* **Action item**
Write the data out in full and word for word. Do not include images.

* **Data for the task**
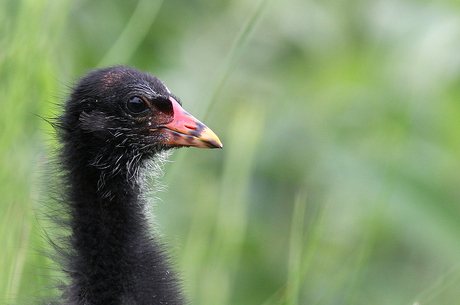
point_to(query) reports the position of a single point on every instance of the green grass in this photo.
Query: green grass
(338, 181)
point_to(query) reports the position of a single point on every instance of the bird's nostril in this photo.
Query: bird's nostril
(190, 126)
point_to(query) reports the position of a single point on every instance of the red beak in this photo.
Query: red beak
(185, 130)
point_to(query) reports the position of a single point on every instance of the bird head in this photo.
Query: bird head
(123, 108)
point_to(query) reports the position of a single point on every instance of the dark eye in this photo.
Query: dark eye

* **Output for this exercise**
point_to(query) reports the position of a single point on every instance of the green grass in this photo.
Query: green grass
(338, 181)
point_to(query) reports the position of a single point on every instance of the bird's nostril in this photo.
Query: bird's nostril
(190, 126)
point_to(query) reports the position of a single point on every instance of the red beak in this photo.
Query: red beak
(185, 130)
point_to(query) reports the position of a single point on every instance of the bird head in this photo.
Query: bird head
(123, 108)
point_to(query) reports the position of a single point on every instance of the dark eye in this photo.
Query: dark eye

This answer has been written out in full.